◆ THE EXERCISE: Extract every line of the entries below verbatim, but leave the pictures out of your answer.

◆ SUPPLIED MATERIAL:
▼▼▼

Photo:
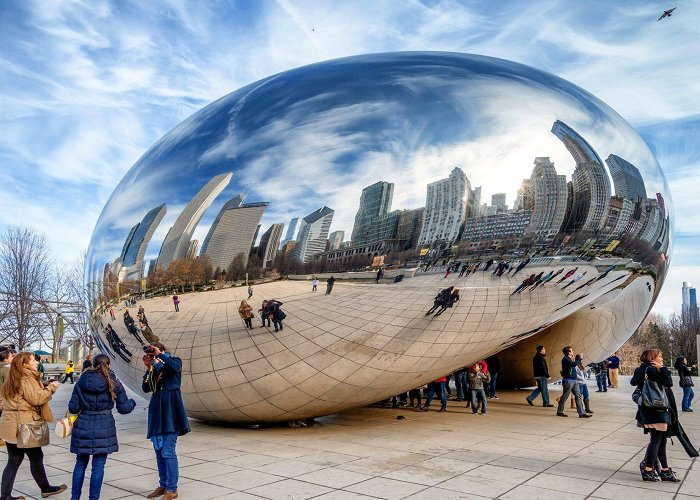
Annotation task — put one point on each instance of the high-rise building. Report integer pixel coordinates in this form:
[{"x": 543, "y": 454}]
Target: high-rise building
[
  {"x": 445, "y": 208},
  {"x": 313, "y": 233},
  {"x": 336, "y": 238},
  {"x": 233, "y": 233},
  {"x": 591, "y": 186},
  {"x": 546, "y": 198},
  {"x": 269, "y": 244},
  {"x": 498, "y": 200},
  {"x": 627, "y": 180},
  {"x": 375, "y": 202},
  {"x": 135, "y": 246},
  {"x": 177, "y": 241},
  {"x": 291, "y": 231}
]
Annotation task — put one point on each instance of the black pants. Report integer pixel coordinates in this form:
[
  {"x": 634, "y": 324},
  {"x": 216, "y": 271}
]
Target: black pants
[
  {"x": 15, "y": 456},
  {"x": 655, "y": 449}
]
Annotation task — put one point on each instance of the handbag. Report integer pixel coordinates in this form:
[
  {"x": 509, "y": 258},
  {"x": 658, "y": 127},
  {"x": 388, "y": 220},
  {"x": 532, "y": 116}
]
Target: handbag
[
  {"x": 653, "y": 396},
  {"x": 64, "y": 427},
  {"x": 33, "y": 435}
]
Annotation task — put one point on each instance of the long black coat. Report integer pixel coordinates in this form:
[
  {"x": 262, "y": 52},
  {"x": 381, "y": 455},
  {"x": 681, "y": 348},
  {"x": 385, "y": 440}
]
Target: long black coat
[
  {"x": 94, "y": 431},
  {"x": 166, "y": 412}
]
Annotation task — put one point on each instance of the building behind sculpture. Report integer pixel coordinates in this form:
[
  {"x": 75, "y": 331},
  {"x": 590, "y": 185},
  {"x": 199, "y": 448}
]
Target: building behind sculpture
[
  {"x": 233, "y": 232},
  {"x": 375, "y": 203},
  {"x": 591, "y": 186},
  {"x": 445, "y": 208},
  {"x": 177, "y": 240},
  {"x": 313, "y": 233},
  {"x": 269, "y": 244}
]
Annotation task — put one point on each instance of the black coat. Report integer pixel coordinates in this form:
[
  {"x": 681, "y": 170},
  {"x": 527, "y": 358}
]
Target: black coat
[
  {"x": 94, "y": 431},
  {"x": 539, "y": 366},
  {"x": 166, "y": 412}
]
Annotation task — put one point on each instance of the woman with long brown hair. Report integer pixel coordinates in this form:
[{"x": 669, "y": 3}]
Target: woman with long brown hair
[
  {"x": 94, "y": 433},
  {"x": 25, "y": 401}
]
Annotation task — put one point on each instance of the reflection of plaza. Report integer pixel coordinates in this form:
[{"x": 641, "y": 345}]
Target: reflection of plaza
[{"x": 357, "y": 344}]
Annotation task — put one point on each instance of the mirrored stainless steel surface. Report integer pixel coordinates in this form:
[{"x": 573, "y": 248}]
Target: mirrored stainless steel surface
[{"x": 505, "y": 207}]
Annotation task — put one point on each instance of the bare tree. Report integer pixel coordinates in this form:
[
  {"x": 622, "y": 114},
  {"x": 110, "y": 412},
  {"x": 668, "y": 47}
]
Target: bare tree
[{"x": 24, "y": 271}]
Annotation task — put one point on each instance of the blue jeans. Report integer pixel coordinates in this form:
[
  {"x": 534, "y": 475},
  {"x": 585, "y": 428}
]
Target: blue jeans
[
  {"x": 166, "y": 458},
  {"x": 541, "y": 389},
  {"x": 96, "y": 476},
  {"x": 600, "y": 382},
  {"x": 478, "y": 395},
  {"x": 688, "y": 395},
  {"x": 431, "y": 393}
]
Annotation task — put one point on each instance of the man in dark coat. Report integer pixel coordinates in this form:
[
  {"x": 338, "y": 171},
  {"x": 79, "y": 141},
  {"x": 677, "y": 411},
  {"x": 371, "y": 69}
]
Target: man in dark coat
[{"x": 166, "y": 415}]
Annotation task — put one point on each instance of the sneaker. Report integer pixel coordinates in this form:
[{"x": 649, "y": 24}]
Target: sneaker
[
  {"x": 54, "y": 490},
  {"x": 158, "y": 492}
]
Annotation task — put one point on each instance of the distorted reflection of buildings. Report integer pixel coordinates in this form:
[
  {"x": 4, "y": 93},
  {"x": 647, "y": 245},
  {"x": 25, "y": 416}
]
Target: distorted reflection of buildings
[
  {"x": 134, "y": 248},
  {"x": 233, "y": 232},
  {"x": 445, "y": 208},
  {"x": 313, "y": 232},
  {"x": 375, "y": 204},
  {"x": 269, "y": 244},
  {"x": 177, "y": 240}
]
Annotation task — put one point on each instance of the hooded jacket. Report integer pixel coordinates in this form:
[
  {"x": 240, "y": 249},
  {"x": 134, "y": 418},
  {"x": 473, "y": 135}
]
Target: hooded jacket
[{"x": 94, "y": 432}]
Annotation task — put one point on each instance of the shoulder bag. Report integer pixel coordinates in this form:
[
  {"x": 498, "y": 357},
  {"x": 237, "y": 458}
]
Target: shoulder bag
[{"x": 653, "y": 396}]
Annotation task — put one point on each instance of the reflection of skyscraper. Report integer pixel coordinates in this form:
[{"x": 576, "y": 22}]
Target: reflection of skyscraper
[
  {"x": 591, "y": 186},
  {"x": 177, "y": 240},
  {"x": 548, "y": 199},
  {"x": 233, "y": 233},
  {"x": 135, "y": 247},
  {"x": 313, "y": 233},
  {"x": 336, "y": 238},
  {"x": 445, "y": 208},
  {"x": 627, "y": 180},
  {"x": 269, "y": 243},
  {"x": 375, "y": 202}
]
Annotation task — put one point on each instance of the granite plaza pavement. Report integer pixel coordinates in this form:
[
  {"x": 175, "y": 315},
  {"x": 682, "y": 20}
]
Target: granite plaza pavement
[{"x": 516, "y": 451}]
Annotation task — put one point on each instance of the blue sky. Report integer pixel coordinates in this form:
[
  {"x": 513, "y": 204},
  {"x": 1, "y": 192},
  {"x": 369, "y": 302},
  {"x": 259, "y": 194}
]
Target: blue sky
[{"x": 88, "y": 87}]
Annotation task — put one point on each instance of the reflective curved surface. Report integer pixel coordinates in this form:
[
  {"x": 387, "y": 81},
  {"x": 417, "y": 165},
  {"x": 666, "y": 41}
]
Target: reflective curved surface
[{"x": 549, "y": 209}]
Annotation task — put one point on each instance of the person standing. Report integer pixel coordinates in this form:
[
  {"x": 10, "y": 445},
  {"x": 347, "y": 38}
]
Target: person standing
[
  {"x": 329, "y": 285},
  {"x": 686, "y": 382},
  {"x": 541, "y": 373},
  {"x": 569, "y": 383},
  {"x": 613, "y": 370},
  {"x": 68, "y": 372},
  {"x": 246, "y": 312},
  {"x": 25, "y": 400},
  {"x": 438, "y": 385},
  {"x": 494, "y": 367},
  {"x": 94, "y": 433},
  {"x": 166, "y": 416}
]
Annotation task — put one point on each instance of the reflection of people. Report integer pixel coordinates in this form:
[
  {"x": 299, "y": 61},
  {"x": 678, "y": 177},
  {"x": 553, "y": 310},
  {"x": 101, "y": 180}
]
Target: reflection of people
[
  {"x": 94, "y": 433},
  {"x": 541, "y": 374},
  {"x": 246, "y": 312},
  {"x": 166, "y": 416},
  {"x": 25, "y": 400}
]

▲▲▲

◆ TASK ANSWER:
Photo:
Annotation task — put one point on each instance of the high-rise building. Report integer pixel coordinates in this form:
[{"x": 543, "y": 454}]
Target: high-rise building
[
  {"x": 445, "y": 208},
  {"x": 313, "y": 233},
  {"x": 336, "y": 238},
  {"x": 233, "y": 233},
  {"x": 591, "y": 186},
  {"x": 546, "y": 198},
  {"x": 269, "y": 244},
  {"x": 498, "y": 200},
  {"x": 627, "y": 180},
  {"x": 375, "y": 202},
  {"x": 135, "y": 246},
  {"x": 177, "y": 241},
  {"x": 291, "y": 231}
]
Annotation task — put one point on each instance of the black pants. Report integer pixel coordinates in this form:
[
  {"x": 634, "y": 324},
  {"x": 216, "y": 271}
]
Target: black pants
[
  {"x": 15, "y": 456},
  {"x": 655, "y": 449}
]
Annotation task — put one point on each instance of the handbag. Report integer pixel coordinates in this form:
[
  {"x": 509, "y": 258},
  {"x": 658, "y": 127},
  {"x": 388, "y": 220},
  {"x": 532, "y": 116}
]
Target: handbag
[
  {"x": 653, "y": 396},
  {"x": 64, "y": 427},
  {"x": 33, "y": 435}
]
Annotation task — put one point on each instance of the long black coat. Report integer pixel coordinates in this form:
[
  {"x": 262, "y": 52},
  {"x": 381, "y": 455},
  {"x": 681, "y": 348},
  {"x": 385, "y": 440}
]
Target: long black coat
[
  {"x": 94, "y": 431},
  {"x": 166, "y": 412}
]
Annotation task — put one point on each instance of the building behind sculpture. Report integer pixel coordinates in this form:
[
  {"x": 75, "y": 331},
  {"x": 590, "y": 185},
  {"x": 199, "y": 448}
]
Target: building behind sculpture
[
  {"x": 233, "y": 232},
  {"x": 375, "y": 203},
  {"x": 591, "y": 186},
  {"x": 445, "y": 208},
  {"x": 177, "y": 240},
  {"x": 313, "y": 233},
  {"x": 269, "y": 244}
]
Annotation task — put one point on each instance of the black coat. Report integer pixel coordinates in this form:
[
  {"x": 681, "y": 170},
  {"x": 527, "y": 358}
]
Target: black coat
[
  {"x": 94, "y": 431},
  {"x": 539, "y": 366},
  {"x": 166, "y": 412}
]
Annotation task — put one point on each instance of the woman with long brown hair. Report integer pixel coordinates in this form:
[{"x": 669, "y": 3}]
Target: woman with long brown hair
[
  {"x": 94, "y": 433},
  {"x": 25, "y": 401}
]
Annotation task — put one point on each instance of the reflection of plaza. Report integer pixel coordinates in this form:
[{"x": 641, "y": 345}]
Target: reflection of plaza
[{"x": 357, "y": 344}]
Annotation task — put one point on each instance of the mirrored stainless steel surface. Report integer pixel coordinates in this form:
[{"x": 573, "y": 248}]
Target: mirrored stainless steel surface
[{"x": 505, "y": 207}]
Annotation task — put one point on each instance of the bare tree. Report integer pixel coordinates in this form:
[
  {"x": 622, "y": 114},
  {"x": 110, "y": 412},
  {"x": 668, "y": 47}
]
Target: bare tree
[{"x": 24, "y": 271}]
Annotation task — put one point on each instance of the blue jeans. Report integer pixel coordinates in this form:
[
  {"x": 534, "y": 475},
  {"x": 585, "y": 428}
]
Target: blue jeans
[
  {"x": 166, "y": 458},
  {"x": 541, "y": 389},
  {"x": 96, "y": 476},
  {"x": 600, "y": 382},
  {"x": 478, "y": 395},
  {"x": 688, "y": 395},
  {"x": 431, "y": 393}
]
Annotation task — put one point on each instance of the man in dark coat. Report integer pixel coordinates in this form:
[
  {"x": 338, "y": 171},
  {"x": 79, "y": 141},
  {"x": 677, "y": 411},
  {"x": 371, "y": 69}
]
Target: man in dark coat
[{"x": 166, "y": 415}]
Annotation task — put one point on each instance of the sneaker. Report integer pixel coordinates in this form:
[{"x": 649, "y": 24}]
Target: sneaker
[
  {"x": 54, "y": 490},
  {"x": 158, "y": 492}
]
Annotation task — put one point on each instance of the distorted reflection of buildings. Report integer pixel coordinates in this form:
[
  {"x": 4, "y": 93},
  {"x": 647, "y": 245},
  {"x": 25, "y": 416}
]
Target: distorted reflection of buildings
[
  {"x": 134, "y": 248},
  {"x": 233, "y": 232},
  {"x": 445, "y": 208},
  {"x": 313, "y": 232},
  {"x": 375, "y": 204},
  {"x": 269, "y": 244},
  {"x": 177, "y": 240}
]
Annotation task — put one point on each instance of the hooded jacket. Report integer pixel coordinates in this form:
[
  {"x": 240, "y": 249},
  {"x": 134, "y": 418},
  {"x": 473, "y": 135}
]
Target: hooded jacket
[{"x": 94, "y": 432}]
Annotation task — put one point on each instance of the shoulder bag. Report integer pixel coordinates in this form:
[
  {"x": 498, "y": 357},
  {"x": 237, "y": 458}
]
Target: shoulder bag
[{"x": 653, "y": 396}]
Annotation task — put one point on each instance of the reflection of skyscraper. Report integer pixel coordinates in this form:
[{"x": 576, "y": 22}]
Target: reflection of skyscraper
[
  {"x": 591, "y": 186},
  {"x": 177, "y": 240},
  {"x": 548, "y": 199},
  {"x": 233, "y": 233},
  {"x": 135, "y": 247},
  {"x": 313, "y": 233},
  {"x": 336, "y": 238},
  {"x": 445, "y": 208},
  {"x": 627, "y": 180},
  {"x": 269, "y": 243},
  {"x": 375, "y": 202}
]
Annotation task — put one point on each instance of the granite plaza pavement. Report integer pixel coordinates in this form:
[
  {"x": 175, "y": 315},
  {"x": 682, "y": 20}
]
Target: granite plaza pavement
[{"x": 516, "y": 451}]
Annotation task — put one point on each instance of the blue sky. Report integer pixel coordinates in this form:
[
  {"x": 513, "y": 204},
  {"x": 1, "y": 192},
  {"x": 369, "y": 302},
  {"x": 259, "y": 194}
]
Target: blue sky
[{"x": 88, "y": 87}]
Annotation task — put one point on each instance of the reflective curved surface. Report integer pixel coordinates in this form:
[
  {"x": 387, "y": 81},
  {"x": 417, "y": 165},
  {"x": 666, "y": 41}
]
Target: reflective curved surface
[{"x": 549, "y": 209}]
Annotation task — put one point on each instance of the person standing. Report integer pixel coordinates in this form:
[
  {"x": 10, "y": 445},
  {"x": 347, "y": 38}
]
Target: person standing
[
  {"x": 329, "y": 285},
  {"x": 686, "y": 382},
  {"x": 541, "y": 373},
  {"x": 569, "y": 383},
  {"x": 613, "y": 370},
  {"x": 68, "y": 372},
  {"x": 246, "y": 312},
  {"x": 25, "y": 400},
  {"x": 438, "y": 385},
  {"x": 494, "y": 367},
  {"x": 94, "y": 433},
  {"x": 166, "y": 416}
]
Annotation task — put one point on each instance of the reflection of people. Report integer pixel coordinates in this form:
[
  {"x": 299, "y": 61},
  {"x": 678, "y": 177},
  {"x": 553, "y": 310},
  {"x": 101, "y": 180}
]
Target: reflection of people
[
  {"x": 94, "y": 433},
  {"x": 541, "y": 374},
  {"x": 246, "y": 312},
  {"x": 166, "y": 416},
  {"x": 25, "y": 400}
]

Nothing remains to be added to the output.